* **Task to carry out**: Pick out and copy every line of the data below that contains the string "stall". Treat uppercase and lowercase letters as different.
─── Given entries ───
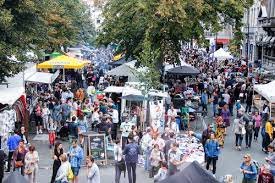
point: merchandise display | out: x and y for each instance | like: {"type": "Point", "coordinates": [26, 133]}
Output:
{"type": "Point", "coordinates": [191, 148]}
{"type": "Point", "coordinates": [7, 123]}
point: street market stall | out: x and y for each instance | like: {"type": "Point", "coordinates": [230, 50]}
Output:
{"type": "Point", "coordinates": [62, 62]}
{"type": "Point", "coordinates": [129, 70]}
{"type": "Point", "coordinates": [266, 91]}
{"type": "Point", "coordinates": [191, 173]}
{"type": "Point", "coordinates": [221, 54]}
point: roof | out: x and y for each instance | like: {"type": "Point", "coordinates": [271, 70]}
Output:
{"type": "Point", "coordinates": [61, 62]}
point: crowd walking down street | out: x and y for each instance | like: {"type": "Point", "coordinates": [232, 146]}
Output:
{"type": "Point", "coordinates": [69, 111]}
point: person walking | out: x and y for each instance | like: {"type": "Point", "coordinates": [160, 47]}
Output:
{"type": "Point", "coordinates": [258, 122]}
{"type": "Point", "coordinates": [212, 152]}
{"type": "Point", "coordinates": [268, 134]}
{"type": "Point", "coordinates": [131, 152]}
{"type": "Point", "coordinates": [93, 175]}
{"type": "Point", "coordinates": [19, 158]}
{"type": "Point", "coordinates": [52, 132]}
{"type": "Point", "coordinates": [57, 152]}
{"type": "Point", "coordinates": [156, 157]}
{"type": "Point", "coordinates": [270, 159]}
{"type": "Point", "coordinates": [175, 159]}
{"type": "Point", "coordinates": [248, 169]}
{"type": "Point", "coordinates": [3, 157]}
{"type": "Point", "coordinates": [249, 126]}
{"type": "Point", "coordinates": [76, 156]}
{"type": "Point", "coordinates": [31, 164]}
{"type": "Point", "coordinates": [118, 160]}
{"type": "Point", "coordinates": [125, 128]}
{"type": "Point", "coordinates": [12, 143]}
{"type": "Point", "coordinates": [63, 171]}
{"type": "Point", "coordinates": [145, 145]}
{"type": "Point", "coordinates": [23, 136]}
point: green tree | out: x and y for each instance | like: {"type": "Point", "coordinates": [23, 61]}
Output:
{"type": "Point", "coordinates": [167, 22]}
{"type": "Point", "coordinates": [148, 58]}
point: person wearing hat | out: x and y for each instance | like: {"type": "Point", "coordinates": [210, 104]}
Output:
{"type": "Point", "coordinates": [12, 143]}
{"type": "Point", "coordinates": [212, 151]}
{"type": "Point", "coordinates": [248, 169]}
{"type": "Point", "coordinates": [125, 128]}
{"type": "Point", "coordinates": [270, 159]}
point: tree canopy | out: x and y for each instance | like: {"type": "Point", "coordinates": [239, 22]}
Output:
{"type": "Point", "coordinates": [35, 25]}
{"type": "Point", "coordinates": [164, 23]}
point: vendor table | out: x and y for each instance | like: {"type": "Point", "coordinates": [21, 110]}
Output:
{"type": "Point", "coordinates": [95, 145]}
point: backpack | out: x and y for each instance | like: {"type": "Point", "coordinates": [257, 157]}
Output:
{"type": "Point", "coordinates": [121, 166]}
{"type": "Point", "coordinates": [256, 164]}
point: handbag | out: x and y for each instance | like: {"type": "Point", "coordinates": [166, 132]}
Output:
{"type": "Point", "coordinates": [19, 164]}
{"type": "Point", "coordinates": [28, 171]}
{"type": "Point", "coordinates": [70, 175]}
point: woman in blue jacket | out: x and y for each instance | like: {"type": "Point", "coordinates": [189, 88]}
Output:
{"type": "Point", "coordinates": [212, 151]}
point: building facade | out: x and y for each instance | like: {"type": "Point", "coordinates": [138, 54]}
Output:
{"type": "Point", "coordinates": [251, 31]}
{"type": "Point", "coordinates": [266, 40]}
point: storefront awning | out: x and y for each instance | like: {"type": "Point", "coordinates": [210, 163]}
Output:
{"type": "Point", "coordinates": [43, 77]}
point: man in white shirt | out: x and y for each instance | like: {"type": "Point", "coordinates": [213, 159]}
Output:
{"type": "Point", "coordinates": [145, 145]}
{"type": "Point", "coordinates": [91, 92]}
{"type": "Point", "coordinates": [115, 119]}
{"type": "Point", "coordinates": [93, 175]}
{"type": "Point", "coordinates": [226, 97]}
{"type": "Point", "coordinates": [125, 128]}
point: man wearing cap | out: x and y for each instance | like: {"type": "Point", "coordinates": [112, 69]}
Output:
{"type": "Point", "coordinates": [206, 135]}
{"type": "Point", "coordinates": [125, 128]}
{"type": "Point", "coordinates": [12, 143]}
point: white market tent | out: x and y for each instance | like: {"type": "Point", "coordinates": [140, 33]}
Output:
{"type": "Point", "coordinates": [42, 77]}
{"type": "Point", "coordinates": [15, 88]}
{"type": "Point", "coordinates": [266, 90]}
{"type": "Point", "coordinates": [220, 54]}
{"type": "Point", "coordinates": [127, 69]}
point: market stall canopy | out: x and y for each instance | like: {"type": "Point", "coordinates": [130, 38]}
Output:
{"type": "Point", "coordinates": [15, 85]}
{"type": "Point", "coordinates": [184, 71]}
{"type": "Point", "coordinates": [15, 177]}
{"type": "Point", "coordinates": [114, 89]}
{"type": "Point", "coordinates": [266, 90]}
{"type": "Point", "coordinates": [191, 173]}
{"type": "Point", "coordinates": [220, 54]}
{"type": "Point", "coordinates": [132, 97]}
{"type": "Point", "coordinates": [62, 62]}
{"type": "Point", "coordinates": [118, 62]}
{"type": "Point", "coordinates": [43, 77]}
{"type": "Point", "coordinates": [127, 69]}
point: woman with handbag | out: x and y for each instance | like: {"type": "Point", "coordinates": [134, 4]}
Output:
{"type": "Point", "coordinates": [119, 161]}
{"type": "Point", "coordinates": [31, 164]}
{"type": "Point", "coordinates": [64, 171]}
{"type": "Point", "coordinates": [19, 157]}
{"type": "Point", "coordinates": [58, 151]}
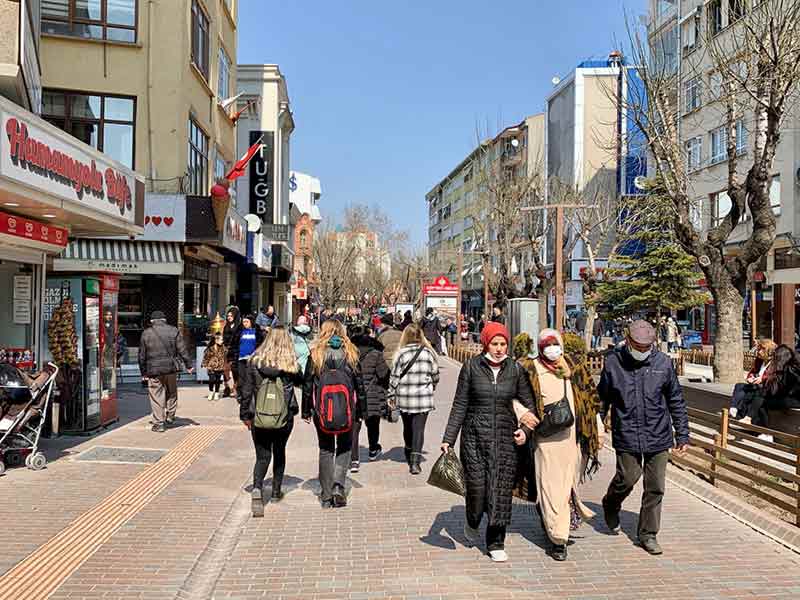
───
* **Correct output**:
point: street market stall | out: x and y for each instance | like: {"type": "Point", "coordinates": [230, 50]}
point: market stall canopy | out: x and y for each instance | like: {"type": "Point", "coordinates": [130, 38]}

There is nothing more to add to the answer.